Collection entries:
start

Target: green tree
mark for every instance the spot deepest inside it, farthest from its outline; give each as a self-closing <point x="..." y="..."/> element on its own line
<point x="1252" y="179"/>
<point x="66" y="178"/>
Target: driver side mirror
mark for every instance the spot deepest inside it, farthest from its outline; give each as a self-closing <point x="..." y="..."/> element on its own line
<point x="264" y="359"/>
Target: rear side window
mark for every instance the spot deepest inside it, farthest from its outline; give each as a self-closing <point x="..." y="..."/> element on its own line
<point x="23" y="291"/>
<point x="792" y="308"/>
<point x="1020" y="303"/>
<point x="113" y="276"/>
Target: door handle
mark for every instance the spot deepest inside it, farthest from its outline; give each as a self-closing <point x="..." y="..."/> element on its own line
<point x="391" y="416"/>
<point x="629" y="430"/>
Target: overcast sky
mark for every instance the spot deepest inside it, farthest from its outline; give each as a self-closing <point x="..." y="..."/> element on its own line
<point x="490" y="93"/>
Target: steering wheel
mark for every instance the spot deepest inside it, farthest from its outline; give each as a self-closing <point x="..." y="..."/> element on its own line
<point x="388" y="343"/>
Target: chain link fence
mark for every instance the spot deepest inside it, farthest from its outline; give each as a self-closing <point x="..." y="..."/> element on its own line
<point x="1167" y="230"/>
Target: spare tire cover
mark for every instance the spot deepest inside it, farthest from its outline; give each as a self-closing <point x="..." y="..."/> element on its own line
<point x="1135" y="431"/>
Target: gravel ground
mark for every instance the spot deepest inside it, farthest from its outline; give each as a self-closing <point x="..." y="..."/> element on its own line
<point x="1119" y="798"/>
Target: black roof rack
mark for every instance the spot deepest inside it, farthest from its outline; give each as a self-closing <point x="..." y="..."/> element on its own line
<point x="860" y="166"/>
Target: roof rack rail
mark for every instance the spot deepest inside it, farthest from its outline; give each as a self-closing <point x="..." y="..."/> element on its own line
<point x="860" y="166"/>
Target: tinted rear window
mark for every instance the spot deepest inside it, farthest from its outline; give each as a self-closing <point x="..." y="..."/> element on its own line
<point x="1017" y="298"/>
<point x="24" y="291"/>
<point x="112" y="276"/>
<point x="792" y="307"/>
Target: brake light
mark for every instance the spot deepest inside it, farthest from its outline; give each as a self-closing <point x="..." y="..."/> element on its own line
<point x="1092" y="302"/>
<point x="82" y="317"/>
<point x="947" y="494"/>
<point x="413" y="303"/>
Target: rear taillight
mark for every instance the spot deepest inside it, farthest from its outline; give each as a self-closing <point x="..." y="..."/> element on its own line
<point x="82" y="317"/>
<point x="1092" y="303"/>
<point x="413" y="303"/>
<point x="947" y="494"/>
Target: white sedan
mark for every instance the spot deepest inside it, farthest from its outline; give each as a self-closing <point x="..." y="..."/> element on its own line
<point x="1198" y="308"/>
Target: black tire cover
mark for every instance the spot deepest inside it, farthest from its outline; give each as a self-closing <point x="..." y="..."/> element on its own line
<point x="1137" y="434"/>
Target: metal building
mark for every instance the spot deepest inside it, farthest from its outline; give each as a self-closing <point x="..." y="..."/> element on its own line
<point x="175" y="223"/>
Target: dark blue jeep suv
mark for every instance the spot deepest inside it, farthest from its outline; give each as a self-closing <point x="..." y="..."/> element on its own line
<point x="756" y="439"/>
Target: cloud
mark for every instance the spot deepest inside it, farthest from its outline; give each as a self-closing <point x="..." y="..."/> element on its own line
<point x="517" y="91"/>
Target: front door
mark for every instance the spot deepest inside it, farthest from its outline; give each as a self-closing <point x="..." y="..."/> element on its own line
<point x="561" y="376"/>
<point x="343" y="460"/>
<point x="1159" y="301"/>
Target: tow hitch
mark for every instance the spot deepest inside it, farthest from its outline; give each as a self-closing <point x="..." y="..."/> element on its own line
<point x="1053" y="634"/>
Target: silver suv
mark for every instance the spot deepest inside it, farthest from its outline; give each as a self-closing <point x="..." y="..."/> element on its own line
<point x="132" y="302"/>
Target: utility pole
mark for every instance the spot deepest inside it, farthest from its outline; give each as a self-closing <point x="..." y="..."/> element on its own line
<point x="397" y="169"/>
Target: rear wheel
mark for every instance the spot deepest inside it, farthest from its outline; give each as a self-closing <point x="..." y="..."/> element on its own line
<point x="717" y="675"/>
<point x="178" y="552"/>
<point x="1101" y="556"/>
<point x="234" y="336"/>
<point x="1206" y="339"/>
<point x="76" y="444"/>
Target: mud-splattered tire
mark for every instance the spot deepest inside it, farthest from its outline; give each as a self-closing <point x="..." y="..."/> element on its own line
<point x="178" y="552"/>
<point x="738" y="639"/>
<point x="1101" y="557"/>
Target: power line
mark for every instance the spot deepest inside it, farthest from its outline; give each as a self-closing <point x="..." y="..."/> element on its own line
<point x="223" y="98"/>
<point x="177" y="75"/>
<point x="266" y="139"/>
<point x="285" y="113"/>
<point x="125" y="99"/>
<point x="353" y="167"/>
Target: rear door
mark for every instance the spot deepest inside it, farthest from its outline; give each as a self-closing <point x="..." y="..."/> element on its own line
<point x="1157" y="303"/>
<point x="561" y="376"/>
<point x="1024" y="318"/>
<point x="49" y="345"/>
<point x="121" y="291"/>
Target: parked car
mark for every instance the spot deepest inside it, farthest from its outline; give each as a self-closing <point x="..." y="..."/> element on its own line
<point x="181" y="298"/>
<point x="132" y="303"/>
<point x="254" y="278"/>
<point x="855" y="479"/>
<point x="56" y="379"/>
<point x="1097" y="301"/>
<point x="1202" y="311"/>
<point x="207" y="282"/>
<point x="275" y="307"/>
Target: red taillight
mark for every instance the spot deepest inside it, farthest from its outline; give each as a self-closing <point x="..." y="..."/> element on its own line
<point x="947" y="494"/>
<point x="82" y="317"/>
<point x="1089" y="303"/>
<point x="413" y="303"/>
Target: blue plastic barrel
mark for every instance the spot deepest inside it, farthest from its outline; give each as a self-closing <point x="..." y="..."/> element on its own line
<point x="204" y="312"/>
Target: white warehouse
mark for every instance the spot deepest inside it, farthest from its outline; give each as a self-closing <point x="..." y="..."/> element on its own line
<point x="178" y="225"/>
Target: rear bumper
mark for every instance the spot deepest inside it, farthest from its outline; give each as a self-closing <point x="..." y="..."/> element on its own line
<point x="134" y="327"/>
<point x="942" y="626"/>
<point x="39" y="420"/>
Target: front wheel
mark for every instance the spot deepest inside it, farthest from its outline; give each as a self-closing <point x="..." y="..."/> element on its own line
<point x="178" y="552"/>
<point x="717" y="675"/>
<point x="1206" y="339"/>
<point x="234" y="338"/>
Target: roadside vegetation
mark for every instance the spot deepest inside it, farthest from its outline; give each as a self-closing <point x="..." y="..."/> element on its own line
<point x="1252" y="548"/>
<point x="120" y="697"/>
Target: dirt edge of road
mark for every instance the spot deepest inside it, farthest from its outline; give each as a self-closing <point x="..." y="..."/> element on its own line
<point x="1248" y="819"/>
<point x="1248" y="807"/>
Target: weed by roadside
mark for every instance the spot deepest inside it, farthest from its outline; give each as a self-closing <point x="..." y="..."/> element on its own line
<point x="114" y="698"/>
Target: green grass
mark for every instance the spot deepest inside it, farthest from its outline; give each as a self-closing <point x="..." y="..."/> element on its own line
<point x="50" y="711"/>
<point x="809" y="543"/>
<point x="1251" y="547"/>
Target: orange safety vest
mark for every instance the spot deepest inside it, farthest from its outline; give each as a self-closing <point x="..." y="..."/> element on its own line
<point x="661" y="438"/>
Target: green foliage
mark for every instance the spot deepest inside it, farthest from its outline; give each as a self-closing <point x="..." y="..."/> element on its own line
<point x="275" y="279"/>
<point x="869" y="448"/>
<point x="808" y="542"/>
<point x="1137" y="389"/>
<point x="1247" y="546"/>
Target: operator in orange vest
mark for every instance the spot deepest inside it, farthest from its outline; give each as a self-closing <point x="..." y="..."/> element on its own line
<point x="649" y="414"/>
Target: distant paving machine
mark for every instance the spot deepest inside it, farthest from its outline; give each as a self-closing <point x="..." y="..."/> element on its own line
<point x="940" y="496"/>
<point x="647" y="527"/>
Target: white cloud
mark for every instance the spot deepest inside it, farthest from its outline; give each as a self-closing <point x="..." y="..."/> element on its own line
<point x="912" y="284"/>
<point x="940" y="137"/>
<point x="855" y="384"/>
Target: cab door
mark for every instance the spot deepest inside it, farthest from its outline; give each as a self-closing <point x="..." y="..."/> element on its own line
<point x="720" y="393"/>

end

# GIVEN EXERCISE:
Everything from the line containing "Target: orange safety vest" through the last line of the records must be given again exactly; leave out all other lines.

# WRITTEN RESPONSE:
Target: orange safety vest
mark for every instance the spot deepest inside it, farthest from its outline; give each as a self-closing <point x="..." y="..."/> element on its own line
<point x="661" y="438"/>
Target: green foliage
mark for every instance the spot deepest inside it, farthest from its outline; give each as a self-closing <point x="..." y="..."/> element on its own line
<point x="275" y="279"/>
<point x="869" y="448"/>
<point x="808" y="542"/>
<point x="1137" y="389"/>
<point x="1247" y="546"/>
Target: operator in orange vest
mark for every instance the spot deepest inside it, farthest from its outline; give each as a self-closing <point x="..." y="..."/> element on its own line
<point x="649" y="414"/>
Target: distant paving machine
mark for every instance the spot deepest inside it, farthest from its outline; give each as a self-closing <point x="..." y="..."/> element on its own line
<point x="940" y="496"/>
<point x="647" y="527"/>
Target: white cloud
mark for every instance the spot deepest inside it, farthest from its outline; give each as a self-closing <point x="..." y="..."/> element on its own line
<point x="912" y="284"/>
<point x="940" y="137"/>
<point x="855" y="384"/>
Target: cab door
mark for every instance the spot deepest inside it, farthest from its outline; give each as a self-closing <point x="..." y="..."/> element on its own line
<point x="720" y="393"/>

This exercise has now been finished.